§ Exercise brief
Please render everything from the start of the rows down to and including the line containing "box: [192, 744, 303, 814]" as a Markdown table with the columns No and Text, one numbered line per table row, with blank lines omitted.

══════════

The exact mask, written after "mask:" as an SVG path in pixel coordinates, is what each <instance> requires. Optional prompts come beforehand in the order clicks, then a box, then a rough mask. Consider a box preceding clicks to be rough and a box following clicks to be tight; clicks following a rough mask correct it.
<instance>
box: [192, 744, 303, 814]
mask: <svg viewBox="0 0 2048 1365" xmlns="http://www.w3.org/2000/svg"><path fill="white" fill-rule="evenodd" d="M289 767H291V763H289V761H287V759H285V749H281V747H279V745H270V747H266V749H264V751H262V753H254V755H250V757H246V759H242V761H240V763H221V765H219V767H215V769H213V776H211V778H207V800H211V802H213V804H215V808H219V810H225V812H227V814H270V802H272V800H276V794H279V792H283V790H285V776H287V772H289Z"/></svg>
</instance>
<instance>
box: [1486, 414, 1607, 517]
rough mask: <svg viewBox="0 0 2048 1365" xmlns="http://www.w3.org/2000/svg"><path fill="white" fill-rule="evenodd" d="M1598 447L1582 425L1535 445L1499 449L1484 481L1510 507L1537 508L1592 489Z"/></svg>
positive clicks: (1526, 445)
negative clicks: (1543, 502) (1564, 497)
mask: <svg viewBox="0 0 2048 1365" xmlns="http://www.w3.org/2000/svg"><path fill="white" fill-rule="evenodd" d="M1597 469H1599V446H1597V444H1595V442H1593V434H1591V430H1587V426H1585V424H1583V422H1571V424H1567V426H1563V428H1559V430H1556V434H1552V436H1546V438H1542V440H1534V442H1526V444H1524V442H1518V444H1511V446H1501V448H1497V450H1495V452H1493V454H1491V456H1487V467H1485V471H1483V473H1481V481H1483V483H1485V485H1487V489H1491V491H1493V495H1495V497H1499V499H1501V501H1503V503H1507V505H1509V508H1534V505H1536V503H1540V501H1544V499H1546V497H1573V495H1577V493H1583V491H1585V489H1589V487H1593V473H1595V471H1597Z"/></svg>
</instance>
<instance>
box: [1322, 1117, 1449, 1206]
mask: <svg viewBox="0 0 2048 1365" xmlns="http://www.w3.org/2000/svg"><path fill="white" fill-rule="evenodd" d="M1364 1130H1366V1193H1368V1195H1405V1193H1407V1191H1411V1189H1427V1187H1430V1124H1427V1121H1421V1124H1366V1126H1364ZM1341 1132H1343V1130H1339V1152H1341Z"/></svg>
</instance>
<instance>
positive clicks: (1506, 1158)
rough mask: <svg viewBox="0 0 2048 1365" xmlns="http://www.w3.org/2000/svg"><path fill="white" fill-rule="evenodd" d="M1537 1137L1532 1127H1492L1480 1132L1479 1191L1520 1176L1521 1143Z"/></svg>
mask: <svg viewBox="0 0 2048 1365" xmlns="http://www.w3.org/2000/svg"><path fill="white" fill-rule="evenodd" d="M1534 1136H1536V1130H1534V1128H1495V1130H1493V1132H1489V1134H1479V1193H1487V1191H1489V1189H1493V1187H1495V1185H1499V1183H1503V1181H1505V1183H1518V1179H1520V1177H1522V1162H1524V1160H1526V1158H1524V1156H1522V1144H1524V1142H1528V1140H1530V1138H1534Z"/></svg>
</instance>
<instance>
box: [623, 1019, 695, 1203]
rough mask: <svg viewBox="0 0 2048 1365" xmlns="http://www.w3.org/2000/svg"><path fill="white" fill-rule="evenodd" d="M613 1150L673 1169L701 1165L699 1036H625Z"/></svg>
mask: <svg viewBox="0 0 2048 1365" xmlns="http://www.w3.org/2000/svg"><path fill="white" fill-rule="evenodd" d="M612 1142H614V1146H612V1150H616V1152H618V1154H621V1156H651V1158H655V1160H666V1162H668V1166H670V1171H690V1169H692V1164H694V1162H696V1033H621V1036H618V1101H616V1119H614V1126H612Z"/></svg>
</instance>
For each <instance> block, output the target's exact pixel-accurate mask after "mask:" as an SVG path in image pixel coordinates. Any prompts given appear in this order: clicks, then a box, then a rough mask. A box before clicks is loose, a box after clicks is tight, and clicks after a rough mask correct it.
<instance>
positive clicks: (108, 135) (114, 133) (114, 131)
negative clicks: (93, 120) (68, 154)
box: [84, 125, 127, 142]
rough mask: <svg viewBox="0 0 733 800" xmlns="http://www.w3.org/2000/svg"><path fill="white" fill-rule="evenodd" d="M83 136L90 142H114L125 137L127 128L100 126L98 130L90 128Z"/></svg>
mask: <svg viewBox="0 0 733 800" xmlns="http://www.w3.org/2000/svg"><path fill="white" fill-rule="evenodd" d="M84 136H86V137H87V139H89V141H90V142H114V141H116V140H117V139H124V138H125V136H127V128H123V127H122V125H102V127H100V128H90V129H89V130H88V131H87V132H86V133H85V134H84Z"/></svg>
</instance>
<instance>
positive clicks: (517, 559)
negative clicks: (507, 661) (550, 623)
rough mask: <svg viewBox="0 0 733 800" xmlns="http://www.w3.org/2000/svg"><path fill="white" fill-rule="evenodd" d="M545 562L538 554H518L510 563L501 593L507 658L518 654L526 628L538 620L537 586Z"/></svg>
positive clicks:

══════════

§ Problem solution
| No | Text |
|---|---|
| 1 | The exact mask, written after "mask:" as an SVG path in pixel coordinates, is what each <instance> requires. Optional prompts come beforehand in the order clicks, then a box, then a rough mask. Consider a box preceding clicks to be rough and a box following clicks to be tight; clicks following a rough mask correct it. |
| 2 | <instance> |
| 3 | box: [192, 744, 303, 814] |